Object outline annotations
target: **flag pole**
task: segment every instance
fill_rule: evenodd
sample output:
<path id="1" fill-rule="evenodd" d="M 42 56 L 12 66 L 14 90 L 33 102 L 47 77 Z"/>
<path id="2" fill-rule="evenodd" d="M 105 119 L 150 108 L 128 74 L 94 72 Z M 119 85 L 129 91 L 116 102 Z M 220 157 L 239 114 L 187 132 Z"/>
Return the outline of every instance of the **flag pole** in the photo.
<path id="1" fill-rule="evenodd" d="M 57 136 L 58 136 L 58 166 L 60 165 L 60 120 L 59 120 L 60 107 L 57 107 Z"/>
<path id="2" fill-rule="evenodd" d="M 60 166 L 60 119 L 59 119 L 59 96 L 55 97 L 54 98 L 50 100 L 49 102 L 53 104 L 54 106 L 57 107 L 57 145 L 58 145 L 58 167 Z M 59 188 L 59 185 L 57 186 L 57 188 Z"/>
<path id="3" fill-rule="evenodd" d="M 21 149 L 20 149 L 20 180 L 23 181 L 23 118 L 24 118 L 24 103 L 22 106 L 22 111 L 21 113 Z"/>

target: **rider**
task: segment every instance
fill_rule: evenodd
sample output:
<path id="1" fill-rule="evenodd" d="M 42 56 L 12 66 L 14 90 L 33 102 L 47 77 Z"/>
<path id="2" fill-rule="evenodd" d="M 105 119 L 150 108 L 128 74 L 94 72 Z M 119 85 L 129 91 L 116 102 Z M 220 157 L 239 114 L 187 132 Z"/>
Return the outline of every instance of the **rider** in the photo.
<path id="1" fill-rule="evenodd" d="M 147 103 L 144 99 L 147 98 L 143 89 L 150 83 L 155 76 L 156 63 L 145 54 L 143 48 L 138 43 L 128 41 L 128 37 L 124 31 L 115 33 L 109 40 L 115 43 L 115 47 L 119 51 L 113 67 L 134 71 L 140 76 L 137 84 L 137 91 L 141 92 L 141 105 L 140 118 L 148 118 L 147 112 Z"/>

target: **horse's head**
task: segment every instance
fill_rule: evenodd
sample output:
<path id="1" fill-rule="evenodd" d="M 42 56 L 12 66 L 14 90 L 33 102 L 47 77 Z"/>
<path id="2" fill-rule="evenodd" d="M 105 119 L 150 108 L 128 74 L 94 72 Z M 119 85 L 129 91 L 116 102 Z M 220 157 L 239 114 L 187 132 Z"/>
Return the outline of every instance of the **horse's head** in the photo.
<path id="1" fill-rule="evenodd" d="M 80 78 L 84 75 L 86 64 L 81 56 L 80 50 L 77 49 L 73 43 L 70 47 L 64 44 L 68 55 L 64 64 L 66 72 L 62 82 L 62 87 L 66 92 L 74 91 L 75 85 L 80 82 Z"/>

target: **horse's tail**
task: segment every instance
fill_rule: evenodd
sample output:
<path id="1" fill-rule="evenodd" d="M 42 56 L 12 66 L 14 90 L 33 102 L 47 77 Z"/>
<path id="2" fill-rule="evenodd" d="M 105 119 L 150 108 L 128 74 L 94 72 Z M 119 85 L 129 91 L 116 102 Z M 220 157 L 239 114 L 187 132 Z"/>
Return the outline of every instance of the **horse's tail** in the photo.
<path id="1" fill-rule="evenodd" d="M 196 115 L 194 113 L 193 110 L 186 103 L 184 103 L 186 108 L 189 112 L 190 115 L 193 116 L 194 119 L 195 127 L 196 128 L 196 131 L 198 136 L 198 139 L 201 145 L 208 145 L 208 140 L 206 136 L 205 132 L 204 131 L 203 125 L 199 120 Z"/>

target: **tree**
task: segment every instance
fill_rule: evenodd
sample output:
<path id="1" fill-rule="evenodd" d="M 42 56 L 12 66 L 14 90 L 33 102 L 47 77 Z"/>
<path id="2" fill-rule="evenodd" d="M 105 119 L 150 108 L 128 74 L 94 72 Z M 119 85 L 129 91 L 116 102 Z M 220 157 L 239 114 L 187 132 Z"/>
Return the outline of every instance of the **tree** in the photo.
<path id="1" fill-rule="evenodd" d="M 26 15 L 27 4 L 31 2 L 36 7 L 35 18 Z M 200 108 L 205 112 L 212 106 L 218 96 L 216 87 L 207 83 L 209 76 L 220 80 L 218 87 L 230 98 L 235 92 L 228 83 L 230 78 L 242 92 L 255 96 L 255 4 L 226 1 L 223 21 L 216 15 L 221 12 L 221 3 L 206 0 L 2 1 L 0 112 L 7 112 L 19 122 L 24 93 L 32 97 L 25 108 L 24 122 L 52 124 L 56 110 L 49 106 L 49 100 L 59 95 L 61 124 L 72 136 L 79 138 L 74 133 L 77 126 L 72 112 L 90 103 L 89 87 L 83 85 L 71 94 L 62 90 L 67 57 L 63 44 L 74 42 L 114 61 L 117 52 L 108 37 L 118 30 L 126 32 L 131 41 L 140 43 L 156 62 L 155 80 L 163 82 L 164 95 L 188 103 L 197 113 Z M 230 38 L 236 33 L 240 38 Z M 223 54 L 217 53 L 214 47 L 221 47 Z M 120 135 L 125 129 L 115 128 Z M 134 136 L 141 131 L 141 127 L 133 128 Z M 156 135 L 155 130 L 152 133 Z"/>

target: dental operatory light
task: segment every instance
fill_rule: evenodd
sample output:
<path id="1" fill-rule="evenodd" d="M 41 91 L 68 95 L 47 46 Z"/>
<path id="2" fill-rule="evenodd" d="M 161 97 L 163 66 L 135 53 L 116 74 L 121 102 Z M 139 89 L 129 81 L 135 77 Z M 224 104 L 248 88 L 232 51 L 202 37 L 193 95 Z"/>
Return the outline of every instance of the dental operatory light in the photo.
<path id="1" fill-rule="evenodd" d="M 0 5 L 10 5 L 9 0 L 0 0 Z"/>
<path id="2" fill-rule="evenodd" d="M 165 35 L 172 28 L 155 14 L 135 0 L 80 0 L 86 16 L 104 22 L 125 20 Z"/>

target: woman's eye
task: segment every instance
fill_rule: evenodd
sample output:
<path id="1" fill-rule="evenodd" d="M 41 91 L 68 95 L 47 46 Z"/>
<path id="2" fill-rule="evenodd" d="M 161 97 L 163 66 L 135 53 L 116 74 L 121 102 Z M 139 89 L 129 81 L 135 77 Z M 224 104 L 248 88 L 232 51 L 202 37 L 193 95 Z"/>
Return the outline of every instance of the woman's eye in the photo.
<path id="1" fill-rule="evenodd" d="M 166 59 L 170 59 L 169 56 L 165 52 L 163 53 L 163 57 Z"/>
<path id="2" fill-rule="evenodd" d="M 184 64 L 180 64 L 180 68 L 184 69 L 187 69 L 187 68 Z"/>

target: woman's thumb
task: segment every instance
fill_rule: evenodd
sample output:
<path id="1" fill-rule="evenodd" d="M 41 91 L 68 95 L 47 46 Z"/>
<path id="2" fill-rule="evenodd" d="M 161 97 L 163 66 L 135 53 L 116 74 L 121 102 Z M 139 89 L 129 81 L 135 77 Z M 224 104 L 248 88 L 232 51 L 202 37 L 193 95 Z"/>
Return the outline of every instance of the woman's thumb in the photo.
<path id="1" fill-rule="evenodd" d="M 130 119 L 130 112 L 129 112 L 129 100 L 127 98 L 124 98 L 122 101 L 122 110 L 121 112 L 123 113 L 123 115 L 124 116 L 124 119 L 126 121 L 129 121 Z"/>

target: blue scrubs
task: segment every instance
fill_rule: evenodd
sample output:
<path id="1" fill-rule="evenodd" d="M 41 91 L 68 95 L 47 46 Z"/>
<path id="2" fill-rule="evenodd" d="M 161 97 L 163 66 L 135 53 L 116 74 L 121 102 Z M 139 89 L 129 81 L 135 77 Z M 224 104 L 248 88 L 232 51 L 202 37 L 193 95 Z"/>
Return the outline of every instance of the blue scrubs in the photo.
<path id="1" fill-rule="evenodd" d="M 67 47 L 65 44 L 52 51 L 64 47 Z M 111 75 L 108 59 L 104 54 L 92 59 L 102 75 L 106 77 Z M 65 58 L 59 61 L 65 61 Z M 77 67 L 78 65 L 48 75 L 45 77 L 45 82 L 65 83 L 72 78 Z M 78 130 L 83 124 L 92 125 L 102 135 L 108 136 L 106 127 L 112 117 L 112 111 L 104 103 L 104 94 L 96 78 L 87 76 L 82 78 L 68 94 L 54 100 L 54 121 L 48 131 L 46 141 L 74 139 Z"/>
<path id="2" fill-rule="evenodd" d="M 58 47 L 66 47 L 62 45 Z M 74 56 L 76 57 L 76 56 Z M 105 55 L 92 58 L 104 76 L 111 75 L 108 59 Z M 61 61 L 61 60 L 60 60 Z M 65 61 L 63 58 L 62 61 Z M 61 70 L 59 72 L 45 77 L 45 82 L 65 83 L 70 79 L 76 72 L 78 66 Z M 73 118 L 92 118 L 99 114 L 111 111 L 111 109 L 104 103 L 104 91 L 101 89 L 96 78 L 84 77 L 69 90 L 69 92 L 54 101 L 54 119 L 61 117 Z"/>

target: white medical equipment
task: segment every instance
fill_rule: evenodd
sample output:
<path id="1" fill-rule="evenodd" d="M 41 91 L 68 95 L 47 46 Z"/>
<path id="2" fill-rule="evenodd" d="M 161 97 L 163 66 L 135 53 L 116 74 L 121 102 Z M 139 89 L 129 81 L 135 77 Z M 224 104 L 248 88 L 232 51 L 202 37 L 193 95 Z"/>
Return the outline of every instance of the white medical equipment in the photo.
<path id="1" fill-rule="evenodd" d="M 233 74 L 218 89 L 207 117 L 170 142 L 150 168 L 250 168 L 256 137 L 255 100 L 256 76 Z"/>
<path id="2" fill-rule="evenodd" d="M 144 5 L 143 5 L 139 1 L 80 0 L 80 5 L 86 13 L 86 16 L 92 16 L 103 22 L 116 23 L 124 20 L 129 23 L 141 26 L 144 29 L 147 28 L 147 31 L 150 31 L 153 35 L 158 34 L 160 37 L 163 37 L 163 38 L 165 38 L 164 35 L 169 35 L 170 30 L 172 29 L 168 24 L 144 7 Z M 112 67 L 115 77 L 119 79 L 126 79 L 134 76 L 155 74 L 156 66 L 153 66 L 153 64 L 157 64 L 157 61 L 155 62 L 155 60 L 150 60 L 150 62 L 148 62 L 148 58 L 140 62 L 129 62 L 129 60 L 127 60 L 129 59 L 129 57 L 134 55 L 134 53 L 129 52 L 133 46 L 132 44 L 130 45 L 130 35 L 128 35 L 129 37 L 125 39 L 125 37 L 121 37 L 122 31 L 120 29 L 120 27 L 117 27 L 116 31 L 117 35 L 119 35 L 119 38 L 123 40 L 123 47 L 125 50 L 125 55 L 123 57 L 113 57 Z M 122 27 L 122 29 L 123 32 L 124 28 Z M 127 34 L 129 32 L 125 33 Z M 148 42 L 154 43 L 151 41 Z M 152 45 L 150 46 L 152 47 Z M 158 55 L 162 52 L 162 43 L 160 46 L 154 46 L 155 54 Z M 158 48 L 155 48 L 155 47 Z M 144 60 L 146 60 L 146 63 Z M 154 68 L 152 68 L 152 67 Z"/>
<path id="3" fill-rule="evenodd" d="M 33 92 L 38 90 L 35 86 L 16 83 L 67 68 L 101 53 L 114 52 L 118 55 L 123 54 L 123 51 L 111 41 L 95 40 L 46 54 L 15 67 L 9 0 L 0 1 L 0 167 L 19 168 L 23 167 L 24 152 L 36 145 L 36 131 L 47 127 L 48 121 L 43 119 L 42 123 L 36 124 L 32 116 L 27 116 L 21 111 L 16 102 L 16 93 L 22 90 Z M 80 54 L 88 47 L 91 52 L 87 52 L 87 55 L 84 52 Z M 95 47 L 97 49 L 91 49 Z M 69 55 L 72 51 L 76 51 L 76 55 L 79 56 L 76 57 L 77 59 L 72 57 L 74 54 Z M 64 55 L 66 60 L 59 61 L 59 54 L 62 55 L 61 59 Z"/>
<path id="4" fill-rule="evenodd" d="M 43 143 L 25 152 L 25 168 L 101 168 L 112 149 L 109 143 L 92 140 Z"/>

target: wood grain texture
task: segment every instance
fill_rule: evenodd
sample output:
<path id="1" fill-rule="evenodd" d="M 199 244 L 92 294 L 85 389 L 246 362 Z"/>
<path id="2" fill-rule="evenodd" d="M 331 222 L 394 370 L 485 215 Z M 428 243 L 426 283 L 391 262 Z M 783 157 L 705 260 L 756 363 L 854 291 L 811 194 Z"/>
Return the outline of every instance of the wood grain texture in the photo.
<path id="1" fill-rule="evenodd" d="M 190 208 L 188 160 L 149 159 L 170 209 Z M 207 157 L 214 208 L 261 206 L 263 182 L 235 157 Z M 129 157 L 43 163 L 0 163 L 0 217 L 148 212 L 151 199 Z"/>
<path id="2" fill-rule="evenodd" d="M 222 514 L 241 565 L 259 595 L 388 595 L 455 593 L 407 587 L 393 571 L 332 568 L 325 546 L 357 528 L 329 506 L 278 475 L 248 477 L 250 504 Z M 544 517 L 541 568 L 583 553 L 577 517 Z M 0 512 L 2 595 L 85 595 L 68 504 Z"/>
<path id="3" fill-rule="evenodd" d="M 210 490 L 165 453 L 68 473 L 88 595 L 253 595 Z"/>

#### Task:
Extract the closing run of lines, starting with the one containing "target: wood grain texture" and ending at the last, exactly as written.

#### In response:
target: wood grain texture
task: segment every instance
fill_rule: evenodd
sample output:
<path id="1" fill-rule="evenodd" d="M 199 244 L 92 294 L 85 389 L 246 362 Z"/>
<path id="2" fill-rule="evenodd" d="M 331 222 L 394 370 L 485 215 Z M 428 243 L 426 283 L 391 262 Z M 783 157 L 705 260 L 756 363 L 854 291 L 811 194 Z"/>
Return the outline of every instance of the wood grain texture in the photo.
<path id="1" fill-rule="evenodd" d="M 190 208 L 188 160 L 149 159 L 170 209 Z M 207 157 L 214 208 L 261 206 L 263 182 L 235 157 Z M 129 157 L 43 163 L 0 163 L 0 217 L 148 212 L 151 199 Z"/>
<path id="2" fill-rule="evenodd" d="M 222 514 L 241 565 L 259 595 L 388 595 L 455 593 L 407 587 L 393 571 L 332 568 L 325 546 L 357 528 L 329 506 L 278 475 L 248 477 L 250 504 Z M 544 517 L 541 568 L 583 553 L 577 517 Z M 0 512 L 2 595 L 85 595 L 68 504 Z"/>
<path id="3" fill-rule="evenodd" d="M 210 490 L 165 453 L 68 473 L 88 595 L 253 595 Z"/>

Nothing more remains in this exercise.